### SUPPLIED TEXT ###

Applied and Environmental Microbiology
- Discipline: Microbiology
- Language: English
- Edited by: Gemma Reguera

Publication details
- Former name: Applied Microbiology
- History: 1953-present
- Publisher: American Society for Microbiology (United States)
- Frequency: Semi-monthly
- Open access: Delayed, after 6 months
- Impact factor: 4.2 (2025)

Standard abbreviations
- ISO 4: Appl. Environ. Microbiol.

Indexing
- CODEN: AEMIDF
- ISSN: 0099-2240 (print) 1098-5336 (web)

Links
- Journal homepage;

= Applied and Environmental Microbiology =

Applied and Environmental Microbiology is a biweekly peer-reviewed scientific journal published by the American Society for Microbiology. It was established in 1953 as Applied Microbiology and obtained its current name in 1975. Articles older than six months are available free of cost from the website, however, the newly published articles within six months are available to subscribers only. According to the Journal Citation Reports, the journal has a 2025 impact factor of 4.2. The journal has been ranked as one of the top 100 journals over the past 100 years in the fields of biology and medicine. The editor-in-chief is Gemma Reguera (Michigan State University).

###

WHAT YOU NEED TO DO:
1: Transcribe the journal text, everything from "Applied and Environmental Microbiology is" down to "(Michigan State University).".
2: According to the journal text, in what year did the journal get its current name?
3: Rewrite the paragraph of the journal text that begins "Applied and Environmental Microbiology is a biweekly" as a short list, keeping its main facts.
The lines that follow are separate material from the journal text.

### MATERIAL SHOWN ###

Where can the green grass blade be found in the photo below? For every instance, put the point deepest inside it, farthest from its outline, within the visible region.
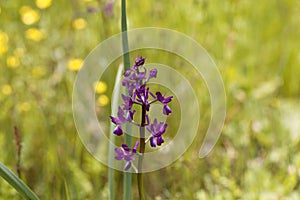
(114, 111)
(17, 183)
(126, 60)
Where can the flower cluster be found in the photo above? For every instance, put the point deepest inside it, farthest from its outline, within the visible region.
(135, 80)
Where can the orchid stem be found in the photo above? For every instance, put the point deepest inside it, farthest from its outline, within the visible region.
(142, 150)
(126, 61)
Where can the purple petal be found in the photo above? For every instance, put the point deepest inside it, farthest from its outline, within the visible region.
(159, 140)
(168, 99)
(125, 147)
(119, 151)
(139, 61)
(166, 110)
(127, 165)
(153, 73)
(159, 96)
(152, 142)
(118, 131)
(127, 72)
(114, 120)
(119, 157)
(135, 147)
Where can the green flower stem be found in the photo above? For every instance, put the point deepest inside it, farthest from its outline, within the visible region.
(141, 157)
(126, 61)
(114, 111)
(17, 183)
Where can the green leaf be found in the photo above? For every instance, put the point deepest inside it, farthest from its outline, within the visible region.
(17, 183)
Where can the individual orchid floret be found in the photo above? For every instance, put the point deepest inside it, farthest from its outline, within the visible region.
(156, 130)
(142, 95)
(139, 61)
(121, 120)
(166, 110)
(162, 99)
(125, 153)
(153, 73)
(128, 102)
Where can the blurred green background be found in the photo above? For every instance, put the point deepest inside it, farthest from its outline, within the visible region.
(255, 44)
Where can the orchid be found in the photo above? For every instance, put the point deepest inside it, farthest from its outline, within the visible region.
(135, 80)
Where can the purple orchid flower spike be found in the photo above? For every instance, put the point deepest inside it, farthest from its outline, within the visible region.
(156, 130)
(135, 80)
(139, 61)
(125, 153)
(121, 120)
(166, 110)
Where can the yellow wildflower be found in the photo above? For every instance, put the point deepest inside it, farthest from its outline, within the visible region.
(28, 15)
(3, 42)
(79, 23)
(103, 100)
(6, 89)
(24, 107)
(100, 87)
(75, 64)
(38, 72)
(42, 4)
(35, 34)
(19, 52)
(12, 61)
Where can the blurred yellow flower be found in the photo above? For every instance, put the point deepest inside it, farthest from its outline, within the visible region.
(6, 89)
(12, 61)
(42, 4)
(3, 42)
(35, 34)
(28, 15)
(75, 64)
(38, 72)
(19, 52)
(100, 87)
(79, 23)
(24, 107)
(103, 100)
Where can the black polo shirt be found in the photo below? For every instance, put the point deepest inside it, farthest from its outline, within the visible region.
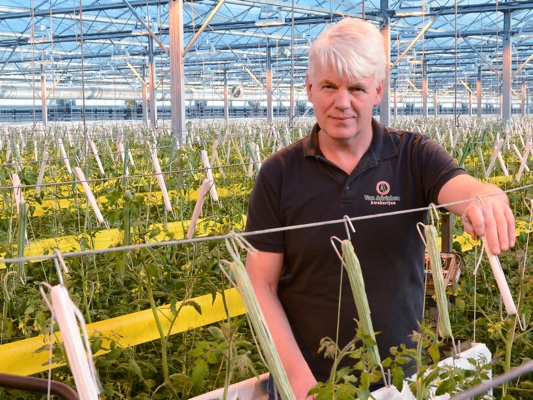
(297, 185)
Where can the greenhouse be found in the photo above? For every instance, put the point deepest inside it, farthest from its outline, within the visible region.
(147, 156)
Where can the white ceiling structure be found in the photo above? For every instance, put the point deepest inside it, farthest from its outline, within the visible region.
(90, 49)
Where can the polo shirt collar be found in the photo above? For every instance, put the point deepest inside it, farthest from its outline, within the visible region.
(382, 146)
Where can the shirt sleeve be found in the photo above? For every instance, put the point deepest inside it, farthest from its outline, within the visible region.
(437, 166)
(264, 211)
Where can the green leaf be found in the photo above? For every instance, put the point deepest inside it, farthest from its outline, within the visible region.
(199, 372)
(194, 304)
(397, 377)
(114, 354)
(447, 386)
(216, 332)
(96, 345)
(196, 353)
(434, 353)
(151, 270)
(134, 367)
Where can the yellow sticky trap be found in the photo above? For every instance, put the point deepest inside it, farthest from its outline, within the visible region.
(20, 357)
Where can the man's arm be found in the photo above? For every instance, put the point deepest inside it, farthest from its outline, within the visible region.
(488, 216)
(264, 271)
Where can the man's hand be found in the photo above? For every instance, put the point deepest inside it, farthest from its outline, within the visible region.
(487, 214)
(492, 219)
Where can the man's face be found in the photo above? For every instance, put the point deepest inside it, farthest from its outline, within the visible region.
(343, 108)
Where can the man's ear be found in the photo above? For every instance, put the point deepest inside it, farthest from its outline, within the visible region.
(379, 93)
(308, 85)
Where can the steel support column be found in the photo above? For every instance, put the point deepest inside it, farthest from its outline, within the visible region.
(478, 92)
(384, 107)
(43, 96)
(270, 108)
(425, 89)
(506, 67)
(152, 83)
(177, 74)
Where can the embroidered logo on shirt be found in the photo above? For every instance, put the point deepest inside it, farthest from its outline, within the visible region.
(383, 198)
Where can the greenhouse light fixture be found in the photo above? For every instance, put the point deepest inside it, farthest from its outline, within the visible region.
(408, 34)
(527, 29)
(269, 16)
(206, 48)
(409, 8)
(140, 30)
(40, 39)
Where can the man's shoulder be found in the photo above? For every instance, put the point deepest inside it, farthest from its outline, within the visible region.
(286, 156)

###

TASK RESULTS:
1:
Applied and Environmental Microbiology is a biweekly peer-reviewed scientific journal published by the American Society for Microbiology. It was established in 1953 as Applied Microbiology and obtained its current name in 1975. Articles older than six months are available free of cost from the website, however, the newly published articles within six months are available to subscribers only. According to the Journal Citation Reports, the journal has a 2025 impact factor of 4.2. The journal has been ranked as one of the top 100 journals over the past 100 years in the fields of biology and medicine. The editor-in-chief is Gemma Reguera (Michigan State University).

2: 1975

3:
- Biweekly peer-reviewed scientific journal published by the American Society for Microbiology
- Established in 1953 as Applied Microbiology and renamed in 1975
- Articles older than six months are free on the website, and newer articles are for subscribers only
- 2025 impact factor of 4.2, according to the Journal Citation Reports
- Ranked among the top 100 journals of the past 100 years in biology and medicine
- Editor-in-chief: Gemma Reguera (Michigan State University)